■ GIVEN TASK ■
Skip every picture and transcribe the remaining material exactly.

- - - - -

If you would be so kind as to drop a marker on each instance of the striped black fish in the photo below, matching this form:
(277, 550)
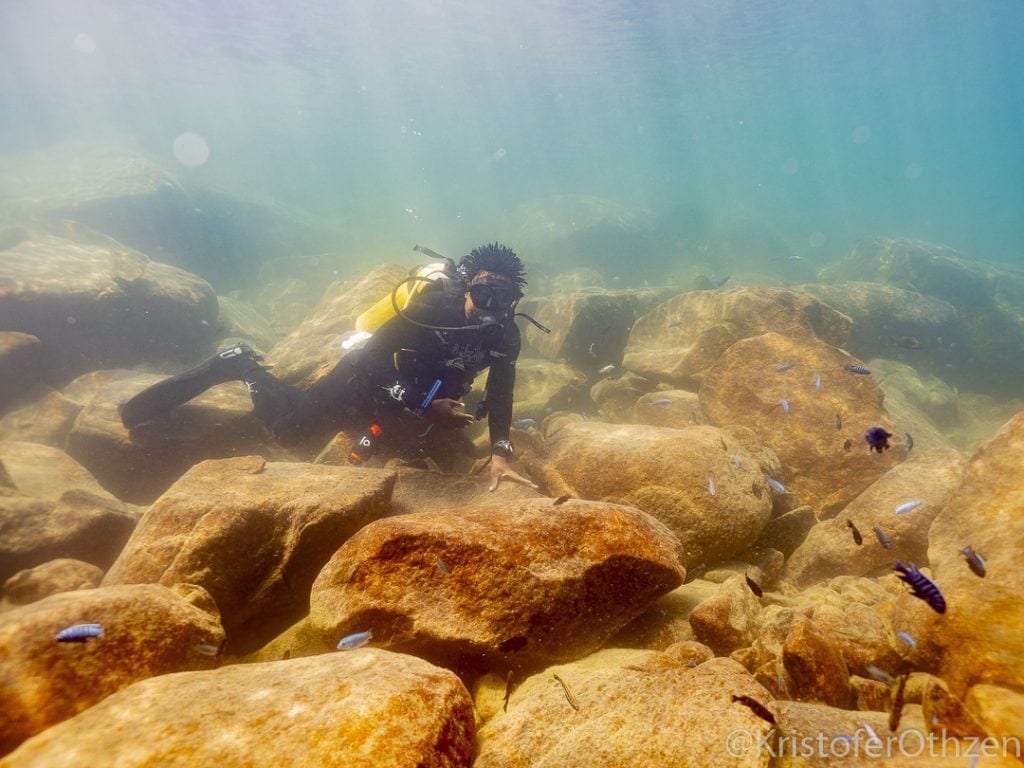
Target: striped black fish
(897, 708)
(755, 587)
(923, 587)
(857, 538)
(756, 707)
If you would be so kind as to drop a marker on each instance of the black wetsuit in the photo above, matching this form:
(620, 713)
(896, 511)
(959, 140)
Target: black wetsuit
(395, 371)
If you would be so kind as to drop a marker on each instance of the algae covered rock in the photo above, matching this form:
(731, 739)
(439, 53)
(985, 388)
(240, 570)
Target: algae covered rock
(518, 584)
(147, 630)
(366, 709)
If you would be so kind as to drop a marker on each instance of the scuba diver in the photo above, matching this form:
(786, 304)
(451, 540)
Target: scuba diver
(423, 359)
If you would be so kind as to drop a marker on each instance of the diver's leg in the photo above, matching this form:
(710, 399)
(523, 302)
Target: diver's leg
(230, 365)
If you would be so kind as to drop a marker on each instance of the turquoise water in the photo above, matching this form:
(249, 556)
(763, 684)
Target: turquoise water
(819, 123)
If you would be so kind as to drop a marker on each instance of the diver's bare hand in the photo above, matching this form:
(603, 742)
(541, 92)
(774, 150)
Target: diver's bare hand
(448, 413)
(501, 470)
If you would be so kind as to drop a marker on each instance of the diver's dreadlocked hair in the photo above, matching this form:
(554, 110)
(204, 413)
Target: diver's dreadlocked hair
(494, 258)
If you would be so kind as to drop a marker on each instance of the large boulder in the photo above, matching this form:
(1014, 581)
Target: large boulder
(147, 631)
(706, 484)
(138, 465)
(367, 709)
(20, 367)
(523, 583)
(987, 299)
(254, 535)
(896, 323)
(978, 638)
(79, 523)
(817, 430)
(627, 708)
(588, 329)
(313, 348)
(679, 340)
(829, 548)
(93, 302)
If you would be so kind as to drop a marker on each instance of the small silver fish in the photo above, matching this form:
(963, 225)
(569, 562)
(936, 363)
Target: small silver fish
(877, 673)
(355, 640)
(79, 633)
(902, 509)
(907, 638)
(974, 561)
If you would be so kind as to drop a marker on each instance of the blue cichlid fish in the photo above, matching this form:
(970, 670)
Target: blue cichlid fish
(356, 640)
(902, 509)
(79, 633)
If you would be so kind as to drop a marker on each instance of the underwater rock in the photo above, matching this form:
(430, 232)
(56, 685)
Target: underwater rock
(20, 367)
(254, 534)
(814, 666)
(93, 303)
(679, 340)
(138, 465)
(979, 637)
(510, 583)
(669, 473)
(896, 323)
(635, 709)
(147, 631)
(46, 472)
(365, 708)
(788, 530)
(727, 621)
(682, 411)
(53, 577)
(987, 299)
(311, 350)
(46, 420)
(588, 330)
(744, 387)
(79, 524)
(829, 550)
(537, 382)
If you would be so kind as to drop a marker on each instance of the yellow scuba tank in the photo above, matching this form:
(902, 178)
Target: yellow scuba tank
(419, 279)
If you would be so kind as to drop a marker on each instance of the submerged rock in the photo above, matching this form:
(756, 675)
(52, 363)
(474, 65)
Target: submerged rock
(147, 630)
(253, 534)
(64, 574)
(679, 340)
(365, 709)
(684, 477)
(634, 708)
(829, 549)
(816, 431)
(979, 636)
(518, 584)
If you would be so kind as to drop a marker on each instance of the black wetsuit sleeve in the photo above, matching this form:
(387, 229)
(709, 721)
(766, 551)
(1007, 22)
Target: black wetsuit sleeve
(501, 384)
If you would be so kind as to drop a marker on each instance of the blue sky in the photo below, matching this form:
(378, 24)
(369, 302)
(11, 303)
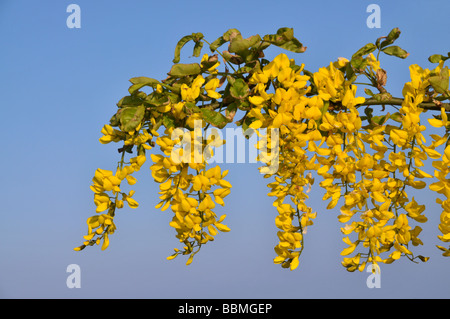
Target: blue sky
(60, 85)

- - - - -

■ SOLUTION ■
If you would be so kind as to drop a marker on each instance of the striped black fish in the photo below, matching this form:
(277, 550)
Target: striped black fish
(897, 708)
(755, 587)
(923, 587)
(857, 538)
(756, 707)
If you would be so kind as to drop a marker on each instance of the black wetsuit in the photo above, matching this form:
(620, 713)
(896, 511)
(959, 140)
Target: black wetsuit
(395, 371)
If you would be so kind as to drop a marker on each instance of the algae covered rock in the photo above, matching this form:
(731, 739)
(439, 53)
(985, 388)
(240, 570)
Target: algae covered rock
(518, 584)
(147, 630)
(366, 709)
If you would be so kind as to drop a marker on each instance of the scuba diver in the photo above, matching this form:
(786, 304)
(451, 540)
Target: scuba diver
(423, 359)
If you would be so kind as to drop a marker on each instance of the diver's leg in the photo above, matching this form:
(710, 399)
(523, 302)
Target: diver's leg
(230, 365)
If you would be so kind as to drop a marker on each instance of the turquoise water in the photo above, matching this form:
(249, 556)
(763, 684)
Target: turquoise water
(819, 123)
If you would be so kind as to drop a marker on each instance of the diver's bare hand in the photo above, matching this form:
(603, 742)
(541, 92)
(774, 150)
Target: diver's bare hand
(448, 413)
(501, 470)
If you would be so kind as to drop a marker on each instance of the diver's dreadlocked hair in the photo above, matching this form:
(554, 110)
(204, 413)
Target: diver's dreadlocked hair
(494, 258)
If you would be so kind as to drop a marker on each instance of the large boulder in the photo above, matching this form:
(1014, 581)
Target: large boulder
(147, 631)
(706, 484)
(138, 465)
(367, 709)
(20, 367)
(523, 583)
(987, 299)
(254, 535)
(896, 323)
(978, 638)
(79, 523)
(817, 430)
(627, 708)
(588, 329)
(313, 348)
(679, 340)
(829, 548)
(93, 302)
If you would be so kind as to drop a marker on each instance of the small silver fish in the photo above, matching this form:
(963, 225)
(569, 562)
(936, 363)
Target: small silver fish
(877, 673)
(355, 640)
(79, 633)
(902, 509)
(907, 638)
(974, 561)
If you would be so kind as to drop a marker on each instance of the blue cichlid fish in the photo above, matching this form:
(970, 670)
Target: blue cichlid fish
(356, 640)
(902, 509)
(79, 633)
If you would be so kind as to drop a marker on each instance of the underwater rock in the photo above, matching this form:
(430, 232)
(56, 685)
Target: underwater rock
(20, 367)
(254, 534)
(814, 666)
(93, 303)
(679, 340)
(138, 465)
(979, 637)
(510, 583)
(669, 473)
(896, 323)
(635, 709)
(147, 631)
(46, 472)
(365, 708)
(788, 530)
(727, 621)
(682, 411)
(53, 577)
(987, 299)
(311, 350)
(46, 420)
(588, 330)
(744, 387)
(79, 524)
(829, 550)
(537, 382)
If you would be so kind as to drop a marker on each instance of the yellow scuba tank in the photo above, matching this form:
(902, 178)
Target: yellow scuba tank
(419, 279)
If you would be so kind as to drop a marker on each instance of the submerged rock in the photo above, matching this form:
(756, 675)
(52, 363)
(474, 65)
Target: submerged rock
(147, 630)
(253, 534)
(64, 574)
(679, 340)
(365, 709)
(684, 477)
(634, 708)
(829, 549)
(816, 431)
(979, 636)
(518, 584)
If you would be so kind as to drop a marker on each instance of the black wetsuit sleeve in the photo above, matching this form:
(387, 229)
(709, 721)
(766, 551)
(1007, 22)
Target: black wetsuit sleeve
(501, 384)
If you would be so kind as to drop a marker on each instance of the blue sky in the photo below, matching this form:
(378, 24)
(369, 302)
(11, 303)
Target: blue sky
(60, 85)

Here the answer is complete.